- [WORK INSTRUCTIONS]
#1 Please answer these questions from the text on Romania's health budget, one line each:
(a) At what level was the budget for medicines established?
(b) How many new medicines did Romania approve in the last 8-10 years, and how many were approved in the EU?
(c) By what means does FIC recommend increasing the budget allocated to medicines?
#2 Extend the text on Romania's health budget with a further paragraph that picks up after its final sentence.

[SOURCE TEXT]

In this context, FIC recommends the increase of the budget allocated to medicines, based on objective measures by extending the contribution base for FNUASS budget or other transparent measures. Infrastructure of the health system must be rapidly modernized in Romania, the authorities accepting that available funds do not cover all needs and expenses should be prioritized.

“Although the health budget has grown in the last years, the level of funds allocated for infrastructure and equipments remained constant. At the same time budget for medicines was established at the level of consumption in quarter 4, 2011 and was maintained at that level. That is why we recommend the increase of the budget allocated for medicines based on objective measures by extending the contribution to FNUASS budget,” foreign investors mention.

“Medical treatments must remain in the Romanian market and patients must have access to them in due time not to affect their health. Patients must have rapid access to innovative medicines and therapies according to EU standards, Romania being below these standards. In the last 8-10 years Romania approved only 50 new medicines compared to 650 approved in EU”, FIC agencies shows.

[/SOURCE TEXT]
[SOURCE MATERIAL]

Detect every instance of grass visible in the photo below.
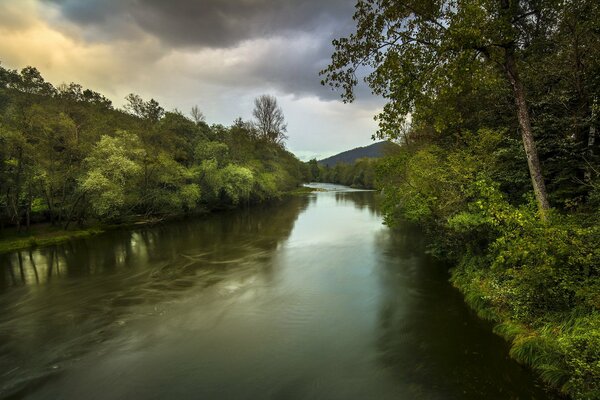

[/SOURCE MATERIAL]

- [SET OF ANSWERS]
#1
(a) At the level of consumption in quarter 4, 2011, and it was maintained at that level.
(b) Romania approved only 50 new medicines, compared to 650 approved in the EU.
(c) Based on objective measures, by extending the contribution base for the FNUASS budget or through other transparent measures.

#2
In their opinion, citizens must have access to innovative treatments and reasonable standards, without discrimination.

FIC also points out that life expectancy in Romania is shorter than the European average and population ageing is expected, the share of citizens over 50 will grow from 36% in 2015 to 43% in 2020.

Romania’s ageing index has deteriorated by 39.7% in the last 13 years, growing from 80.2 in 2003 to 112.1 in 2016. There is a major risk for the sustainability of budgets dedicated to health because of imbalances coming from the volume of contributions (demographic dependence index is continuously growing from 46.4 in 2003 to 49 in 2016), the letter shows.

Moreover, life expectancy is lower than the European average, 79.05 for women and 72.09 for men, against 83.6 for women and 78.1 for men in Europe, while the child death rate is the highest in EU - 8.4/1,000 in Romania versus 3.7/1,000 EU average in 2014.

Over 2013-2016, Foreign Investors Council carried out the campaign “Physician in Romania”, meant to attract the people’s attention on the question of physicians’ migration.